__Work item__
Your job with the data below: print everything from the line that holds "Examine the image and enumerate every grass field" down to the line that holds "Examine the image and enumerate every white cloud", ends included, exactly, and nothing else.

--- Records for the exercise Enclosed Below ---

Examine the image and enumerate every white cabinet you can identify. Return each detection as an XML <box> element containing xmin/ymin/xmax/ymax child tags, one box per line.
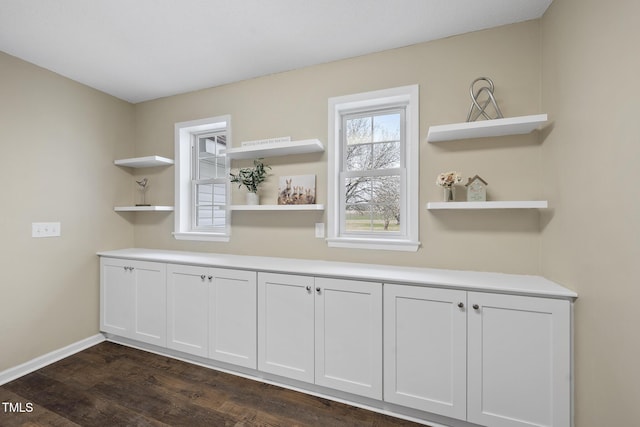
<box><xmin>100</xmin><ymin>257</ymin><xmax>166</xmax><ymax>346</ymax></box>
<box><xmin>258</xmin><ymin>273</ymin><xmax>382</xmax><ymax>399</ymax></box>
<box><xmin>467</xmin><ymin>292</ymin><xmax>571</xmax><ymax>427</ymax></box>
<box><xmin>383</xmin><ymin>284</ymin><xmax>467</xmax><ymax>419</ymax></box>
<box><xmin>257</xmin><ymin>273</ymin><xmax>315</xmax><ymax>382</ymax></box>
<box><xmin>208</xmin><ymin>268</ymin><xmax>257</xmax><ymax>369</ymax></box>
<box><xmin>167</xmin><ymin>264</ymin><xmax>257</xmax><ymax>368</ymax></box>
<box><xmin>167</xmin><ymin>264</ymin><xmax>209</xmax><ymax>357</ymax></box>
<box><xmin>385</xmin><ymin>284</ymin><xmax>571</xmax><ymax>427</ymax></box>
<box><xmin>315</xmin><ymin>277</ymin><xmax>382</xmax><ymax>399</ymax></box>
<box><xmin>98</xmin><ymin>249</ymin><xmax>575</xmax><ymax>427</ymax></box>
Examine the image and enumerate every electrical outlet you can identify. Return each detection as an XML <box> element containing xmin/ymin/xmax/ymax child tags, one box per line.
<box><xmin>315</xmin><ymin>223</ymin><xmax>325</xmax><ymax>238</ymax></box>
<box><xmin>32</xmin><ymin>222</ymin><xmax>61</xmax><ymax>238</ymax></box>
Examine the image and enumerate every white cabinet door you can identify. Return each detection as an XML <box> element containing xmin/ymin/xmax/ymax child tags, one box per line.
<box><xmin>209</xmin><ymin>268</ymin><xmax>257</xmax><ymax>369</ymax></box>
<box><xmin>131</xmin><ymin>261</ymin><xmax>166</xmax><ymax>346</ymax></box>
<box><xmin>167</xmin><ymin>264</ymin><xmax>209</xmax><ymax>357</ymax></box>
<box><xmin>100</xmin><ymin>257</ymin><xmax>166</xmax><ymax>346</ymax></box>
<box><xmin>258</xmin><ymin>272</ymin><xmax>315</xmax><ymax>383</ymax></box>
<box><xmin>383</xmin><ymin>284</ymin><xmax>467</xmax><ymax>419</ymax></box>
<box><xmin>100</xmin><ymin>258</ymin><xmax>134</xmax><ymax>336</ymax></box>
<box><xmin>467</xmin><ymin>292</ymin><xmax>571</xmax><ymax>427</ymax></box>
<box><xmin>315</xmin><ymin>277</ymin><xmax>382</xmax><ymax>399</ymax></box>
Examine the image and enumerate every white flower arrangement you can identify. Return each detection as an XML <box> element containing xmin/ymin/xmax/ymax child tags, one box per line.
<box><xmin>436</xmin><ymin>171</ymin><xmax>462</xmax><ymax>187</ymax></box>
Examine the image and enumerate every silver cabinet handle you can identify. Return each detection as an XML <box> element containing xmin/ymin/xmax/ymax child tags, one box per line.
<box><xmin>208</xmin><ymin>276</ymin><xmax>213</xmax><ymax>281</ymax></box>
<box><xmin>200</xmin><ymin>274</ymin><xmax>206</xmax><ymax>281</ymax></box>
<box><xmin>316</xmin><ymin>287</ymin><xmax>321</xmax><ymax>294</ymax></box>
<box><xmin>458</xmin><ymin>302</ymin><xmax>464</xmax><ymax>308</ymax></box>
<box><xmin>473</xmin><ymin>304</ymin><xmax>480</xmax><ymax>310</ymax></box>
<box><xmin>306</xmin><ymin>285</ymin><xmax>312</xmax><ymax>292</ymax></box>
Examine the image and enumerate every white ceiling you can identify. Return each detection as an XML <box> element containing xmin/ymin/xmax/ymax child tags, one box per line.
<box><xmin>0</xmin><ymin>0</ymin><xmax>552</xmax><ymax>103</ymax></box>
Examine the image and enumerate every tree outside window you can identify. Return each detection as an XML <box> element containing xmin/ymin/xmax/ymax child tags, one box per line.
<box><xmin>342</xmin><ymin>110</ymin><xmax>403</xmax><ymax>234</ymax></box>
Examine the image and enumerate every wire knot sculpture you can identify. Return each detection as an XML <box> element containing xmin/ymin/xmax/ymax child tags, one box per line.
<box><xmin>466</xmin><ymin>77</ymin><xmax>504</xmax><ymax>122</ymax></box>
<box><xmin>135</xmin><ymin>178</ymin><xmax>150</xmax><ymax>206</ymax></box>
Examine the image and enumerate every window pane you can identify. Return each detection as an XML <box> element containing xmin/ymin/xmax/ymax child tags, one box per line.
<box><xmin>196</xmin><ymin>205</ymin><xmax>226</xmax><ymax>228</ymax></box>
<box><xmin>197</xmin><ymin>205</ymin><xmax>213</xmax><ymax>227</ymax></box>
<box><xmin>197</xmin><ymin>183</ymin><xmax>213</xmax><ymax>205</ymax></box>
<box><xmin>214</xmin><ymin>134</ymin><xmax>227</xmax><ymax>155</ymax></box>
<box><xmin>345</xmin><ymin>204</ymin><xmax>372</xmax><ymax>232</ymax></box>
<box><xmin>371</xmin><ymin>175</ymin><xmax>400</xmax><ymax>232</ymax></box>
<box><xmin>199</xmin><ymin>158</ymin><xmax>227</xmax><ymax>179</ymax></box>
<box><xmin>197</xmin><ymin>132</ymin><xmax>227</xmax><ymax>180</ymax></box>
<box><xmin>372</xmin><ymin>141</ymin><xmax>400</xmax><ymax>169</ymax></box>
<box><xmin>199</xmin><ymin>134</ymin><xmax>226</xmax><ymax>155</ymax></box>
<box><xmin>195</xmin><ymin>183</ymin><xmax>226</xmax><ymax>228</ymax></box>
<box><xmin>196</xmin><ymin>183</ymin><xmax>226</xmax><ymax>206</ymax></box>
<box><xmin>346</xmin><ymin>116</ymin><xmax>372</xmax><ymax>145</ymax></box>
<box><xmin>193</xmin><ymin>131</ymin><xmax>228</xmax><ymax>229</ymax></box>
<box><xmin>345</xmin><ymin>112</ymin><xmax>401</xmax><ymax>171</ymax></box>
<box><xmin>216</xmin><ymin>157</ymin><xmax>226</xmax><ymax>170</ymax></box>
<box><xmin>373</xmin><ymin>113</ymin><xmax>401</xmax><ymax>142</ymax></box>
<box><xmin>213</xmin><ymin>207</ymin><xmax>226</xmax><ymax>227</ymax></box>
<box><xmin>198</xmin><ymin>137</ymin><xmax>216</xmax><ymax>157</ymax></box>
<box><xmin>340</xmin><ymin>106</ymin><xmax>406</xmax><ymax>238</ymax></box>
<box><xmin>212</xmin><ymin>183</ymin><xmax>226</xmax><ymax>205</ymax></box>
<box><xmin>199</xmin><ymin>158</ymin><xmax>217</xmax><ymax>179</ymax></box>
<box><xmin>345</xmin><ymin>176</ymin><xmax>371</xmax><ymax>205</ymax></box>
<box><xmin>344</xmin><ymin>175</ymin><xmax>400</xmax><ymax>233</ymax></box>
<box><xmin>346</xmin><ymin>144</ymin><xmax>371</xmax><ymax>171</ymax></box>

--- End of Enclosed Records for the exercise ---
--- Records for the exercise Enclosed Below ---

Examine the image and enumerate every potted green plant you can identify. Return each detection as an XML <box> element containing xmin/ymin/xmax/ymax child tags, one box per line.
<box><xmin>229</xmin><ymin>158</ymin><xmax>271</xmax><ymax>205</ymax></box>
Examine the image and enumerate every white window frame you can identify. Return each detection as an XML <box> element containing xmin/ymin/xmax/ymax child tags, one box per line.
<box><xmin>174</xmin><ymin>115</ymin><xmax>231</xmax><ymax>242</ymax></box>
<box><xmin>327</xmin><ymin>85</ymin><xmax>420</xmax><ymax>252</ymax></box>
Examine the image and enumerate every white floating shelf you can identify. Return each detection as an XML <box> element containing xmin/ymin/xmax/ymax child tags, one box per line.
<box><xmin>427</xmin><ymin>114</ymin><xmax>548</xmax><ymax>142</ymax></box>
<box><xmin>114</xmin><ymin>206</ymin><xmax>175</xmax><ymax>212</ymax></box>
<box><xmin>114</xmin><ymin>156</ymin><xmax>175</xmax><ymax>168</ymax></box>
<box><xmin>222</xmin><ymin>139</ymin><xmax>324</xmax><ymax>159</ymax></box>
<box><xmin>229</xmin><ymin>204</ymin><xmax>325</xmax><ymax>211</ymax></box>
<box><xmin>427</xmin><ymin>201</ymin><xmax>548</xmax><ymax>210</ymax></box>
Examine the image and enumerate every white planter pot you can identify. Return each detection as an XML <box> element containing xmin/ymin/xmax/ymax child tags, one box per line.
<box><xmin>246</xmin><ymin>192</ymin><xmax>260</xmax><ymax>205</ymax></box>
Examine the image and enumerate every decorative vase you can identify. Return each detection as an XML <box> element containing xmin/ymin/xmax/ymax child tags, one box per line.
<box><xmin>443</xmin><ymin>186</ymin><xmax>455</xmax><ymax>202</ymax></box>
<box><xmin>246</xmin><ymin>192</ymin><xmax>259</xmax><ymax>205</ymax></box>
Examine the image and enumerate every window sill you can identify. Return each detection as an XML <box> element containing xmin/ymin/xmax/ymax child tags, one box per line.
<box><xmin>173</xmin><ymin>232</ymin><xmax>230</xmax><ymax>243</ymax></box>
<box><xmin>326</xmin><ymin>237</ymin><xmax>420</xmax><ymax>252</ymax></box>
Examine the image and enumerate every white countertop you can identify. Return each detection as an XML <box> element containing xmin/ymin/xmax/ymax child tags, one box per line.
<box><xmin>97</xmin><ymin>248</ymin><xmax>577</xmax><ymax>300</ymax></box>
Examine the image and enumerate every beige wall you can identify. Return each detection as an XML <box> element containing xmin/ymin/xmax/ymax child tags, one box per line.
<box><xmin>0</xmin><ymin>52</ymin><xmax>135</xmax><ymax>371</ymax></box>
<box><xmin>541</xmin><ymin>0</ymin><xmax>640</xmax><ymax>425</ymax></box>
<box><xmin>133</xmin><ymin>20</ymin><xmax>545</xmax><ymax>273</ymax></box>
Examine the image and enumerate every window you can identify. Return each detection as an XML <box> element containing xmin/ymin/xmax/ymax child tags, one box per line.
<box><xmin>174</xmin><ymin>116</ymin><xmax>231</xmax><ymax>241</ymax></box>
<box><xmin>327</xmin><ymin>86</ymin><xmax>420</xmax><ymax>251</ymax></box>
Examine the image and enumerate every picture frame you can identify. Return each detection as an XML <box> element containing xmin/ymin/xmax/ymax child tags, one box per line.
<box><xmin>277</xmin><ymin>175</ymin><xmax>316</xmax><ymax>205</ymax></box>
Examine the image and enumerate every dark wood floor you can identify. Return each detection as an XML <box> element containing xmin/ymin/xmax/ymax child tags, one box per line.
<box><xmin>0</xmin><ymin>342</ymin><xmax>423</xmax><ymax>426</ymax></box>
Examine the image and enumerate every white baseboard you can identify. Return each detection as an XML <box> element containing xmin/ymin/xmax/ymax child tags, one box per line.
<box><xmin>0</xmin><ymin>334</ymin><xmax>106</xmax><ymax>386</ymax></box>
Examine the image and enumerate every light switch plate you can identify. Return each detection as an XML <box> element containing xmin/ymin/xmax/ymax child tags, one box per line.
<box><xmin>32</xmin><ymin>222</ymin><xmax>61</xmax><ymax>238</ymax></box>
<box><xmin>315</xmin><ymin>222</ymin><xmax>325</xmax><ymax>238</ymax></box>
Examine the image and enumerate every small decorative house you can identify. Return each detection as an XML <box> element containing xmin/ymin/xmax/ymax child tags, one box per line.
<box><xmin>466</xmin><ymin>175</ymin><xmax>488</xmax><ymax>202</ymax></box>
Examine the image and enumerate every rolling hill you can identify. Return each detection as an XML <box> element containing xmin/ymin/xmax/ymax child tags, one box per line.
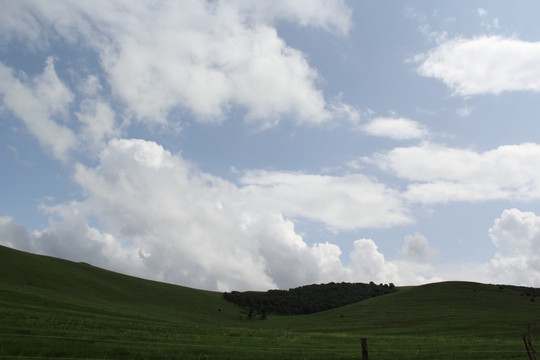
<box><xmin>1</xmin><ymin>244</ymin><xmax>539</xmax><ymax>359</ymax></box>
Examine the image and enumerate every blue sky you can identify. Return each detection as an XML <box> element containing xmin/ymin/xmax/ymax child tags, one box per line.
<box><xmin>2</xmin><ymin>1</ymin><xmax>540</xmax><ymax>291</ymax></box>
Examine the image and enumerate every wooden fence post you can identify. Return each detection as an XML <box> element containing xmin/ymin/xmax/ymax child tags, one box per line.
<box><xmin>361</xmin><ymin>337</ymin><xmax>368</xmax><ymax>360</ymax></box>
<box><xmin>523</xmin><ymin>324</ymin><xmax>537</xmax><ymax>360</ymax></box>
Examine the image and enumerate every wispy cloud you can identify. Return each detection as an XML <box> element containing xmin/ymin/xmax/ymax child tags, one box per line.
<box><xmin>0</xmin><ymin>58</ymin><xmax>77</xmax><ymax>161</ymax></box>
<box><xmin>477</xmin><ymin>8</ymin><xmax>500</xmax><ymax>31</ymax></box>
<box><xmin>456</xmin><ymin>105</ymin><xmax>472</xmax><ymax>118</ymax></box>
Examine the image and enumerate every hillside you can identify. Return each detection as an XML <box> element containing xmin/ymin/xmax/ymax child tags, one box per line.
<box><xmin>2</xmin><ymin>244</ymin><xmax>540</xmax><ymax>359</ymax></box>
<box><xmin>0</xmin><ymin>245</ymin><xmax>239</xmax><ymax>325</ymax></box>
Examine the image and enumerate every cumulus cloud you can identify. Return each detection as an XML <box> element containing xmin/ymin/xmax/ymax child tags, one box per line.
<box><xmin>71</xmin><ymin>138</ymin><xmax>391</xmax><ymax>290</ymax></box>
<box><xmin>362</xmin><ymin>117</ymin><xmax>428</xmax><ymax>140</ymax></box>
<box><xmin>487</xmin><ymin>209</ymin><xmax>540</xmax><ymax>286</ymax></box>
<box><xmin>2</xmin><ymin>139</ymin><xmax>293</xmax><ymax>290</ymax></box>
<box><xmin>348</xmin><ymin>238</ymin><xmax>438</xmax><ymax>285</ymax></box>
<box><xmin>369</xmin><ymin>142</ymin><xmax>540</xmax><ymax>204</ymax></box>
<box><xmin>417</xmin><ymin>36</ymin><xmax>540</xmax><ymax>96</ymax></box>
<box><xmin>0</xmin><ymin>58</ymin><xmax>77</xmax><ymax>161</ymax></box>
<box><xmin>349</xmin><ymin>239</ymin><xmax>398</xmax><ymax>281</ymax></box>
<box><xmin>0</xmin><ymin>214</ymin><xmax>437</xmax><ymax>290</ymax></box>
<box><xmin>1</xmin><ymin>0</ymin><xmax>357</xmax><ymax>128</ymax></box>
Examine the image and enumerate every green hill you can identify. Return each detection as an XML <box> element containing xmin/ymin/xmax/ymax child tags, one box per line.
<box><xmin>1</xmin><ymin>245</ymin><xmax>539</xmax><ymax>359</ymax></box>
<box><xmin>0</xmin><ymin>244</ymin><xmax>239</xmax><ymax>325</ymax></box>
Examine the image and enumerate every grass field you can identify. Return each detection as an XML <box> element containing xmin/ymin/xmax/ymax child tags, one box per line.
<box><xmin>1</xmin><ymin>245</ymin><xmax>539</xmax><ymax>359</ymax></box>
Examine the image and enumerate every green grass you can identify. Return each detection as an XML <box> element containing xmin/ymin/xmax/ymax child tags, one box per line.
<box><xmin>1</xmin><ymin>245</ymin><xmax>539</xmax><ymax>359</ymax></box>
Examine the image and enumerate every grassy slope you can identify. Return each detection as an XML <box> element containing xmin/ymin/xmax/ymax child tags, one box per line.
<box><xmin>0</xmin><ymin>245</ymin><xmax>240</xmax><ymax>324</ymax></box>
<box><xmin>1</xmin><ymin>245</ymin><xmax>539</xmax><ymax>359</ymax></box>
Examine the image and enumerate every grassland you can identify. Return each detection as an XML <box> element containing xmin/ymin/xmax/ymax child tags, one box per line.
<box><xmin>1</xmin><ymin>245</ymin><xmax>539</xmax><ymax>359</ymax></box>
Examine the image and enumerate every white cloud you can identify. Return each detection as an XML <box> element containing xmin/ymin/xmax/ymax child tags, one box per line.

--- End of Enclosed Records for the exercise ---

__Answer to this task__
Examine the image and enumerate every grass field you can identify. Return each detection as an XML <box> element containing xmin/ymin/xmax/ymax child tags, one box per line.
<box><xmin>1</xmin><ymin>245</ymin><xmax>539</xmax><ymax>359</ymax></box>
Examine the image and enumerate every green grass you can identify. Return each detection as an XML <box> element containing xmin/ymin/xmax/ymax child tags, one box per line.
<box><xmin>1</xmin><ymin>245</ymin><xmax>539</xmax><ymax>359</ymax></box>
Examine the image and enumerate every grassy slope you can identify. Return each detection as an XML <box> element containing xmin/ymin/xmax/ymax child tags, one box per line.
<box><xmin>0</xmin><ymin>245</ymin><xmax>240</xmax><ymax>324</ymax></box>
<box><xmin>1</xmin><ymin>245</ymin><xmax>539</xmax><ymax>359</ymax></box>
Examine the image and enumerate every grassland you can identify. Return each detection as an XML <box> element containing xmin/ymin/xmax/ymax child tags, one box per line.
<box><xmin>1</xmin><ymin>245</ymin><xmax>539</xmax><ymax>359</ymax></box>
Examine the image and enumerate every white cloud you can identify. Return each detection as an XML <box> element containing xmin/ymin/xmax/ymax child tags, one box per line.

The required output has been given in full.